WRITTEN INSTRUCTION A:
Write out the tracing discussion in full, word for word.

EXCERPTED TEXT:
* * *
Can you give an example of an event that's not part of a span / trace?


Unhandled exceptions is a pretty normal one. You get kicked out to your app's topmost level and you lost your span. My wishlist to solve this (and I actually wrote an implementation in Python which leans heavily on reflection) is to be able to attach arbitrary data to stack frames and exceptions when they occur merge all the data top-down and send it up to your handler.

Signal handlers are another one and are a whole other beast simply because they're completely devoid of context.


Two good examples - thank you.

They're icky (as language design / practices) to me precisely because you end up executing context-free code. But I'd probably also just start a new trace in my signal handler / exception handler tagged with "shrug"...


Can't you close the span on an exception?


See https://news.ycombinator.com/item?id=41205665 for more details.

And even in the case of an actual crash, that doesn't necessarily mean the application is in a state to successfully submit additional OTel data.


How would you underengineer it? What would be a barebones setup for observability at the scale of one person with a few servers running at most a dozen different scripts?

I would like to make sure that a few recurrent jobs run fine, but by pushing a status instead of polling it.


I just find logs to be infuriatingly inconsistent & poorly done. What gets logged is arbitrary as hell & has such poor odds of showing what happened.

Where-as tracing instrumentation is fantastically good at showing where response time is being spent, showing what's getting hit. And it comes with no developer cost; the automatic instrumentation runs & does it all.

Ideally you also throw in some. additional tags onto the root-entry-span or current span. That takes some effort. But then it should be consistently & widely available & visible.

Tracing is very hard to get orgs culturally on board with. And there are some operational challenges but personally I think you are way over-selling how hard it is... There are just a colossal collection of softwares that serve as really good export destinations, and your team can probably already operate one or two quite well.
* * *
DATA FOR THIS EXERCISE:

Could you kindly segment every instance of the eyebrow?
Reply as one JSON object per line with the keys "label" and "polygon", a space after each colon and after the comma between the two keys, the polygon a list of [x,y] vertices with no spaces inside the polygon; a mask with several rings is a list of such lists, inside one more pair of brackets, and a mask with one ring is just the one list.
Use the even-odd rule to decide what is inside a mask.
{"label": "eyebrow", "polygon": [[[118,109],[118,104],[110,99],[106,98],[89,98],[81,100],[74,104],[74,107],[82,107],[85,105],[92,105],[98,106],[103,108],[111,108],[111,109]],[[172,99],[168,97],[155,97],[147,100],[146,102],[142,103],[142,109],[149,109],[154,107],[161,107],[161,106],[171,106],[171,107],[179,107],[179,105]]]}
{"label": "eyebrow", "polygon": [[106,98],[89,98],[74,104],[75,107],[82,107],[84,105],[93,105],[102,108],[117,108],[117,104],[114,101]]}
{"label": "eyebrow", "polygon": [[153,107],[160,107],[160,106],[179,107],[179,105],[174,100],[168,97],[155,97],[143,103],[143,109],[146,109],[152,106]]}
* * *
WRITTEN INSTRUCTION B:
Change "kindly" to "please" in the listing above and give the listing back with everything else unchanged.

EXPECTED OUTPUT A:
Can you give an example of an event that's not part of a span / trace?


Unhandled exceptions is a pretty normal one. You get kicked out to your app's topmost level and you lost your span. My wishlist to solve this (and I actually wrote an implementation in Python which leans heavily on reflection) is to be able to attach arbitrary data to stack frames and exceptions when they occur merge all the data top-down and send it up to your handler.

Signal handlers are another one and are a whole other beast simply because they're completely devoid of context.


Two good examples - thank you.

They're icky (as language design / practices) to me precisely because you end up executing context-free code. But I'd probably also just start a new trace in my signal handler / exception handler tagged with "shrug"...


Can't you close the span on an exception?


See https://news.ycombinator.com/item?id=41205665 for more details.

And even in the case of an actual crash, that doesn't necessarily mean the application is in a state to successfully submit additional OTel data.


How would you underengineer it? What would be a barebones setup for observability at the scale of one person with a few servers running at most a dozen different scripts?

I would like to make sure that a few recurrent jobs run fine, but by pushing a status instead of polling it.


I just find logs to be infuriatingly inconsistent & poorly done. What gets logged is arbitrary as hell & has such poor odds of showing what happened.

Where-as tracing instrumentation is fantastically good at showing where response time is being spent, showing what's getting hit. And it comes with no developer cost; the automatic instrumentation runs & does it all.

Ideally you also throw in some. additional tags onto the root-entry-span or current span. That takes some effort. But then it should be consistently & widely available & visible.

Tracing is very hard to get orgs culturally on board with. And there are some operational challenges but personally I think you are way over-selling how hard it is... There are just a colossal collection of softwares that serve as really good export destinations, and your team can probably already operate one or two quite well.

EXPECTED OUTPUT B:
Could you please segment every instance of the eyebrow?
Reply as one JSON object per line with the keys "label" and "polygon", a space after each colon and after the comma between the two keys, the polygon a list of [x,y] vertices with no spaces inside the polygon; a mask with several rings is a list of such lists, inside one more pair of brackets, and a mask with one ring is just the one list.
Use the even-odd rule to decide what is inside a mask.
{"label": "eyebrow", "polygon": [[[118,109],[118,104],[110,99],[106,98],[89,98],[81,100],[74,104],[74,107],[82,107],[85,105],[92,105],[98,106],[103,108],[111,108],[111,109]],[[172,99],[168,97],[155,97],[147,100],[146,102],[142,103],[142,109],[149,109],[154,107],[161,107],[161,106],[171,106],[171,107],[179,107],[179,105]]]}
{"label": "eyebrow", "polygon": [[106,98],[89,98],[74,104],[75,107],[82,107],[84,105],[93,105],[102,108],[117,108],[117,104],[114,101]]}
{"label": "eyebrow", "polygon": [[153,107],[160,107],[160,106],[179,107],[179,105],[174,100],[168,97],[155,97],[143,103],[143,109],[146,109],[152,106]]}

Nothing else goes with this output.